• **Challenge**: Quote each line of the material verbatim, without the pictures.

Image point annotation entries
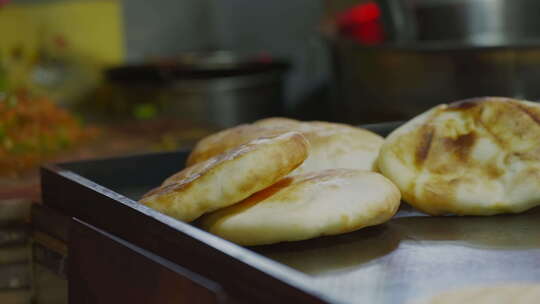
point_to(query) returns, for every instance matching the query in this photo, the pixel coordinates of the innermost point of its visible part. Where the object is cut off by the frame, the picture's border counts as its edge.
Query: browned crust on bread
(229, 177)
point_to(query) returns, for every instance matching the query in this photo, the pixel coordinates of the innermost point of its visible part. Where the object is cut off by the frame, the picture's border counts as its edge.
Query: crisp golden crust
(333, 145)
(474, 157)
(307, 206)
(228, 139)
(228, 178)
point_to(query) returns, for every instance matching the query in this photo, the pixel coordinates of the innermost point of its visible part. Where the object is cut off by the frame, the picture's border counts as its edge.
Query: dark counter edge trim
(257, 276)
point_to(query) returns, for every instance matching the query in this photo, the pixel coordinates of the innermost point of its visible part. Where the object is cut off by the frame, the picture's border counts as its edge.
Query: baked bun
(474, 157)
(307, 206)
(333, 145)
(228, 178)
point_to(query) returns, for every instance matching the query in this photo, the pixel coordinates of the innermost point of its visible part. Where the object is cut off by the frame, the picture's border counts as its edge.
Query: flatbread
(475, 157)
(307, 206)
(515, 293)
(333, 145)
(228, 178)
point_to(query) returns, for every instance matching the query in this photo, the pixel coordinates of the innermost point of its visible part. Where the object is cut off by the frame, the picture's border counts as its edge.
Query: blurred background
(98, 78)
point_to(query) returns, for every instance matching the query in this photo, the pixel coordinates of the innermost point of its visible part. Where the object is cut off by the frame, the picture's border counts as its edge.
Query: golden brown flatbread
(475, 157)
(228, 178)
(307, 206)
(332, 145)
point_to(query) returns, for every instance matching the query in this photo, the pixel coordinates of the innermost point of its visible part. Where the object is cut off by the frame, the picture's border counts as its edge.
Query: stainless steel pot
(474, 22)
(438, 51)
(216, 89)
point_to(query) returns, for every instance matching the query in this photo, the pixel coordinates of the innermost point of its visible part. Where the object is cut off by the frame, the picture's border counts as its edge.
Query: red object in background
(362, 23)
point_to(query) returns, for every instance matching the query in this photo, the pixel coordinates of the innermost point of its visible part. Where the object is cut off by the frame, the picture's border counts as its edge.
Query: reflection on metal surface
(415, 255)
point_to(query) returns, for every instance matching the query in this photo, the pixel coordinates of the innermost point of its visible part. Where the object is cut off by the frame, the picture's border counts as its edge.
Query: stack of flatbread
(280, 180)
(474, 157)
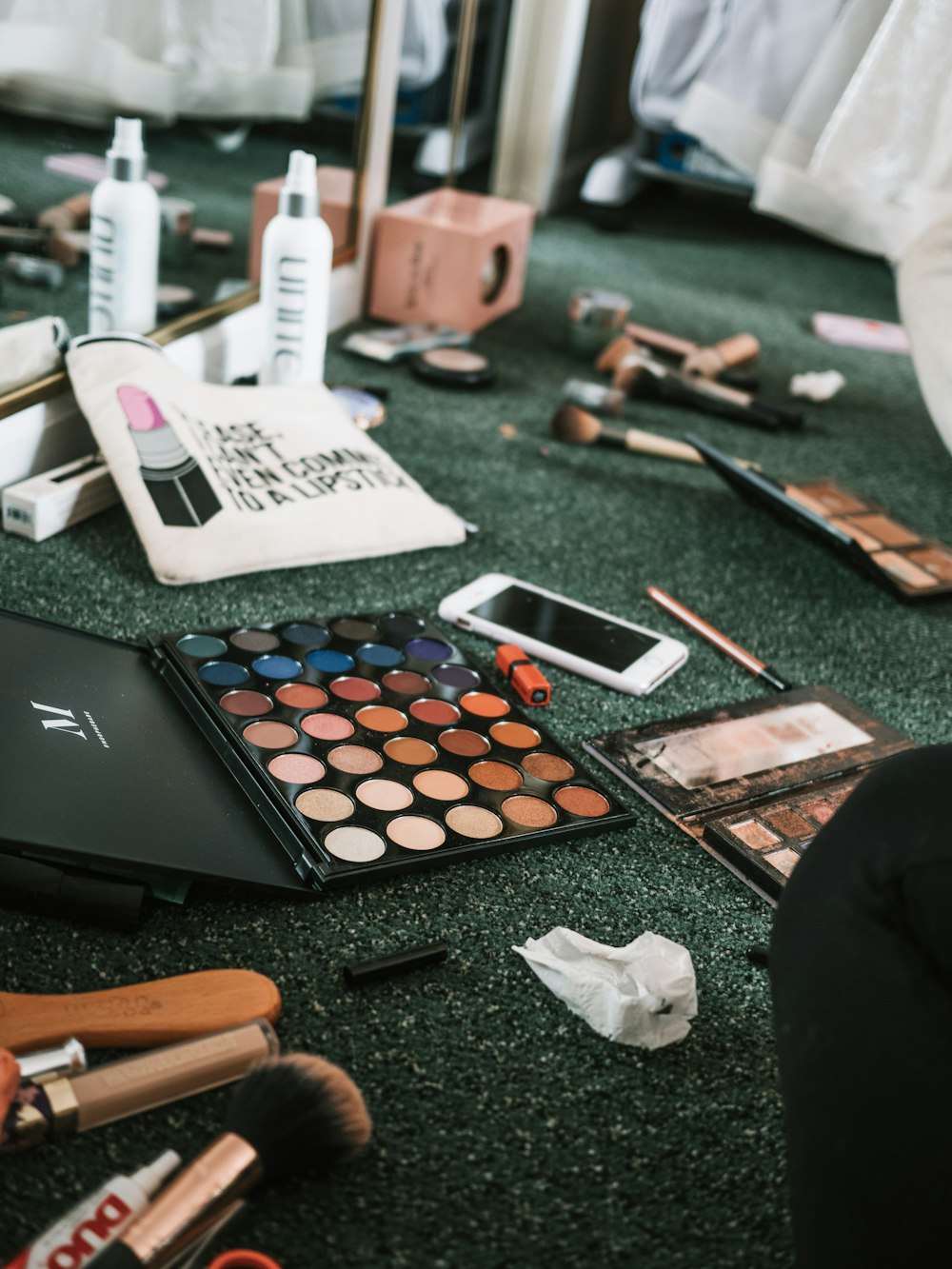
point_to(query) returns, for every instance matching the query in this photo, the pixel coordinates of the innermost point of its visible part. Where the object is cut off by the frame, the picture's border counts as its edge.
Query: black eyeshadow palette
(754, 781)
(371, 746)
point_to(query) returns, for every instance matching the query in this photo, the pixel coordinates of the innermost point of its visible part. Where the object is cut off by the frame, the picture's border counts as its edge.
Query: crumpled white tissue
(642, 994)
(818, 385)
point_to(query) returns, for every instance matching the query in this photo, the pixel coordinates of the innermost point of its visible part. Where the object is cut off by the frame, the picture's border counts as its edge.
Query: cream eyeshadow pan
(376, 746)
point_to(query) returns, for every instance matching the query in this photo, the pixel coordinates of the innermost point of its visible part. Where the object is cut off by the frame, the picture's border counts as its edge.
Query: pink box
(449, 256)
(335, 188)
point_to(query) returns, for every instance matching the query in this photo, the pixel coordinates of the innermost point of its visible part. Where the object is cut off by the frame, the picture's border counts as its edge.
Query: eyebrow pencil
(727, 646)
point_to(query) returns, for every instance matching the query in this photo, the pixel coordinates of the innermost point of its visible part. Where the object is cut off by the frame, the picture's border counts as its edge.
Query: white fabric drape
(88, 60)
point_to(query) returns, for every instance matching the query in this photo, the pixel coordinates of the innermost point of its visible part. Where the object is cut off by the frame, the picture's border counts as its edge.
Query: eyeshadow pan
(402, 625)
(832, 498)
(819, 810)
(380, 654)
(441, 713)
(407, 683)
(902, 567)
(202, 644)
(456, 677)
(788, 823)
(531, 812)
(269, 735)
(354, 689)
(442, 785)
(547, 766)
(885, 529)
(324, 804)
(223, 674)
(466, 744)
(277, 666)
(329, 662)
(307, 635)
(254, 641)
(356, 845)
(327, 726)
(415, 833)
(484, 704)
(514, 735)
(783, 861)
(495, 776)
(428, 648)
(296, 768)
(356, 629)
(246, 704)
(303, 696)
(381, 719)
(356, 759)
(474, 822)
(410, 751)
(754, 834)
(579, 800)
(385, 795)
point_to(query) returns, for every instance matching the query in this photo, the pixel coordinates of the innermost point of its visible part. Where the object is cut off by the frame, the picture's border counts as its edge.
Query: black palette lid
(102, 766)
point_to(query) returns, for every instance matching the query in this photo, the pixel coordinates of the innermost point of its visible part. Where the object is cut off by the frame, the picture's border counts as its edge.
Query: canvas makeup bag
(221, 480)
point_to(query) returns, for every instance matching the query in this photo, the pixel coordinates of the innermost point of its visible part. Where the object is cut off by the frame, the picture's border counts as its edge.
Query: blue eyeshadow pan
(277, 666)
(329, 662)
(380, 654)
(223, 674)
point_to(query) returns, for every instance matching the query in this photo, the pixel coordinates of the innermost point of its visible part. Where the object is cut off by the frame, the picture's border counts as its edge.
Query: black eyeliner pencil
(726, 644)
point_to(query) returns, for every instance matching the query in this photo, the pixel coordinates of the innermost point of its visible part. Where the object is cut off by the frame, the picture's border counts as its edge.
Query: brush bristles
(299, 1113)
(578, 426)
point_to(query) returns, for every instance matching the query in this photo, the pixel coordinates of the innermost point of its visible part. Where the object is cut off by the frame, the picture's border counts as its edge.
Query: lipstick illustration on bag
(177, 484)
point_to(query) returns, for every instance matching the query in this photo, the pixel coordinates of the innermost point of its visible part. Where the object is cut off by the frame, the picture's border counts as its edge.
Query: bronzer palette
(898, 557)
(371, 746)
(753, 782)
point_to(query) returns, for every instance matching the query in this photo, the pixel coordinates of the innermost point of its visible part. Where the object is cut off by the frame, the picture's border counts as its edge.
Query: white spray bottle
(297, 251)
(124, 231)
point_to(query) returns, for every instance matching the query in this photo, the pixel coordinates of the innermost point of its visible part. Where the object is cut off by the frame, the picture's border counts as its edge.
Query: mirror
(334, 61)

• **Output for this task**:
point_to(query) returns, for every instance matching the query in this photo, the pixel coordinates of the innermost point of its visible part. Where the object is cut off by the frame, the picture's border counts as its edge.
Query: browned crust on bread
(229, 177)
point_to(query) returns, for every instance matching the query in this photo, the pixel coordinates of the innermost point of its visible part. Where the object is cut off by the frame, the picture's border counts as its edge.
Query: crisp golden crust
(333, 145)
(474, 157)
(307, 206)
(228, 139)
(228, 178)
point_to(query) returns, for every instance matching the query in this photo, the pixel coordinates of the innermost point of its visible part. Where the object is cut off by the frame, the picture's border counts as its edge.
Query: dark counter edge trim
(257, 276)
point_to(query) returns, for every instance matching the query in this photo, the pixel coordinates of the innermost point of its visible part. Where the object is cut off by the frame, the picture's border counts as its edge.
Query: baked bun
(474, 157)
(307, 206)
(333, 145)
(228, 178)
point_to(query) returns, for every instance matching the query in this photo, the pixel coordinates of the innermost point of its visible part. Where the object is cut off by the frame, the picture's border counts as its edge.
Query: flatbread
(475, 157)
(307, 206)
(515, 293)
(333, 145)
(228, 178)
point_to(query) returns, for every instance matching the query in this photo, the pixel coordinates of the innermost point of its visible part. Where the object is cut off by the frame, the picture's border counts as its edge.
Query: blurred background
(98, 78)
point_to(query) returns, for every instance matching the query in this photo, the pixel coordinates of the innermost point of its visible part. Where the object is cut off by the frame, the picture's border counts as its edge.
Query: golden brown flatbread
(475, 157)
(228, 178)
(307, 206)
(332, 145)
point_to(query) returns, for every instance matching the query in this photo, the pixel coordinates of the innermost point of its visible part. Where the object is cut off by the frame, the picture's border counts as its edge.
Query: stainless steel pot
(474, 22)
(438, 51)
(216, 89)
point_to(query) returns, for every instance matching the query in this photo, the pixel coordinates of the innermost point of its visible part. Where the object is cut off by the frame, the picture's border counts as its edge.
Query: red object in background
(362, 23)
point_to(query) returns, for every instance matching the query in this photo, the pixel coordinates of the innermost point of its visible part. Where the object is cut off by the frame, the picture's border counts as its edge.
Query: reflection on metal surface
(415, 255)
point_to(query) returns, for every instance matching the query in this photo, the pixel coordinates of the innermost point of its visible part. Where the object is cut off by the frame, the picture's border counts as its edge.
Query: stack of flatbread
(280, 180)
(474, 157)
point_to(query) returns, for every instance matching the query in this photo, the pixel coordinates of the innermost point of its visible part. Where the object is cut off by the frame, the picture's border counts as its edge.
Query: black eyeshadow palette
(754, 781)
(371, 746)
point_to(query) returns, for every instance matching the query in this photo, the pixel coordinates of the innermost point of its visible part. Where the object is cut off by the frame, the picture's border counts as its edge.
Query: crumpled white tissue
(642, 994)
(818, 385)
point_to(query) returns, for every instance matching the query in this photo, the pixel coordinates of the innermost point of its visible part. Where the object is cut off by the frame, the picture's border counts as its edge.
Query: cream eyeshadow pan
(376, 746)
point_to(query) returns, for every instance matching the query in this photo, the pixel coordinates of the innermost point of its visible part. Where the object is cut off by the frame, the picture's border counts as its edge.
Query: pink box
(449, 256)
(335, 188)
point_to(query) returns, for every instance matching the query in this photo, the pixel coordinates of the innermost point of its visible part. Where the object is cut off by the frame, the picture's border counts as its edge.
Query: eyebrow pencil
(727, 646)
point_to(query) returns, for every instance matching the query in this photo, the pixel coordinates of the innermost point of its visible part. Where the object is cut off by the frame, the picture's border counts as its edge.
Query: white fabric drape
(88, 60)
point_to(query) returns, for every instance matching the query in this photo, the pixel coordinates of the innermost point of its visible part. Where the object is cut off by the frame, the picture's border counts as its edge.
Query: eyeshadow pan
(402, 625)
(832, 498)
(819, 810)
(380, 654)
(441, 713)
(407, 683)
(902, 567)
(202, 644)
(456, 677)
(788, 823)
(531, 812)
(269, 735)
(354, 689)
(442, 785)
(547, 766)
(885, 529)
(324, 804)
(223, 674)
(466, 744)
(277, 666)
(329, 662)
(307, 635)
(254, 641)
(356, 845)
(327, 726)
(415, 833)
(484, 704)
(514, 735)
(783, 861)
(495, 776)
(428, 648)
(296, 768)
(356, 629)
(246, 704)
(303, 696)
(381, 719)
(356, 759)
(474, 822)
(410, 751)
(754, 834)
(579, 800)
(385, 795)
point_to(query) returns, for every instance matching the query in this photo, the pixel coordinates of the innermost point of its visible part. Where the object is cut off by the frame, the picture's border counts as its edge.
Query: black palette lid
(102, 766)
point_to(query) returns, for every instance matching the query in this photo, the pixel coordinates of the innermost point of its visible part. Where the object is cut off by the frame, the picture's border counts as its edge.
Query: canvas makeup bag
(221, 480)
point_to(query) returns, for every instance matching the query in this photo, the pixel coordinates of the innermost point of its visible part. Where the object is cut off by the frame, the picture's border counts as its edge.
Query: blue eyeshadow pan
(277, 666)
(329, 662)
(380, 654)
(223, 674)
point_to(query) returns, for every instance matching the query in this photo, the pixel coordinates of the innermost point of its visible part. Where the object is cut off by the frame, the picture's border counts as its edge.
Query: black eyeliner pencil
(726, 644)
point_to(query) returns, for every instance matching the query in this photo, the pixel coordinates of the innermost point of its visible part. Where the object is cut off by the frame, the picture's border counts as its edge.
Query: brush bristles
(299, 1113)
(578, 426)
point_to(query) returns, for every instance matching the query in this photo, the pixel coordinates of the innermost point of its visible part. Where the object is cut off by the frame, the picture's border counts as its edge.
Query: lipstick illustration on bag
(177, 484)
point_to(query) returns, for every instance matching the query in this photo, the pixel coordinates of the innermost point of its visible part. Where the object is cut off by the frame, the picture's border counts as its edge.
Query: bronzer palette
(898, 557)
(371, 746)
(753, 782)
point_to(query) returns, for every instance matching the query in this photo, the pixel coordinates of the innermost point of its visible part. Where the object is cut off by the frame, the picture's border counts as its edge.
Query: white spray bottle
(297, 251)
(124, 231)
point_to(query) returns, for every instance matching the query in this photo, the pixel coordinates of the innermost point of its visible part. Where the object is cut off by the frame, the picture's border counts as its edge.
Query: mirror
(334, 61)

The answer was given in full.